Aim of the exercise:
Can you carry on the cost analysis of nurse telephone consultation in the Wiltshire general practice cooperative, starting after its last sentence?

*** Extract Section Begins ***

Design: Cost analysis from an NHS perspective using stochastic data from a randomized controlled trial. Setting: General practice cooperative with 55 general practitioners serving 97 000 registered patients in Wiltshire, England.
Subjects: All patients contacting the service, or about whom the service was contacted during the trial year (January 1997 to January 1998).
Main outcome measures: Costs and savings to the NHS during the trial year.
Results: The cost of providing nurse telephone consultation was £81,237 per annum. This, however determined a £94,422 reduction of other costs for the NHS arising from reduced emergency admissions to hospital. Using point estimates for savings, the cost analysis, combined with the analysis of outcomes, showed a dominance situation for the intervention over general practice cooperative care alone. If a larger improvement in outcomes is assumed (upper 95% confidence limit) NHS savings increase to £123,824 per annum. Savings of only £ 3,728 would, however, arise in a scenario where lower 95% confidence limits for outcome differences were observed. To break even, the intervention would have needed to save 138 emergency hospital admissions per year, around 90% of the effect achieved in the trial. Additional savings of £16,928 for general practice arose from reduced travel to visit patients at home and fewer surgery appointments within three days of a call.

*** Extract Section Ends ***
*** Raw data Section Begins ***

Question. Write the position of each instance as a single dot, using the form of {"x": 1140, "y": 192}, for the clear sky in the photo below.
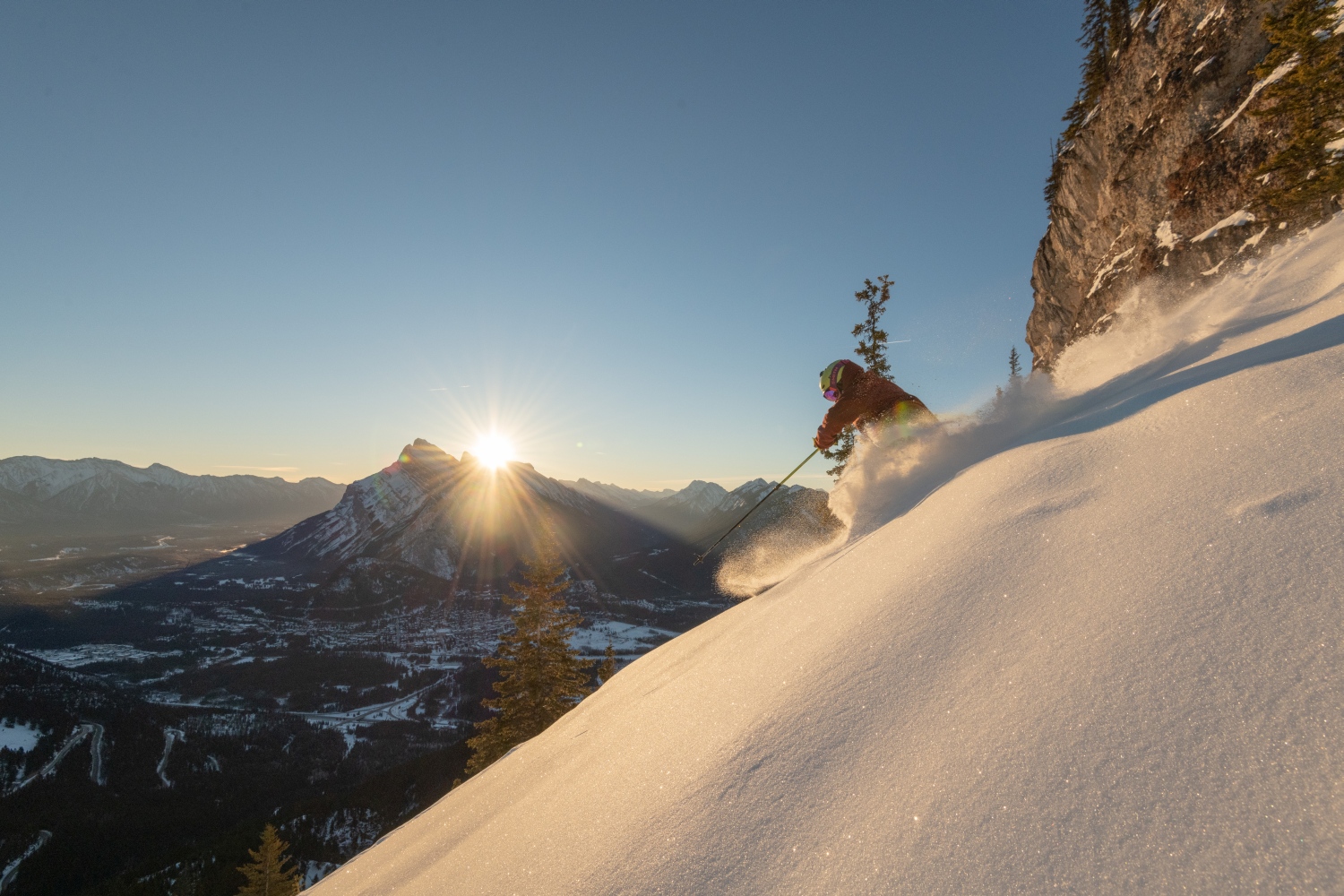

*** Raw data Section Ends ***

Written answer:
Conclusions: Nurse telephone consultation in out of hours primary care may reduce NHS costs in the long term by reducing demand for emergency admission to hospital. General practitioners currently bear most of the cost of nurse telephone consultation and benefit least from the savings associated with it. This indicates that the service produces benefits in terms of service quality, which are beyond the reach of this cost analysis.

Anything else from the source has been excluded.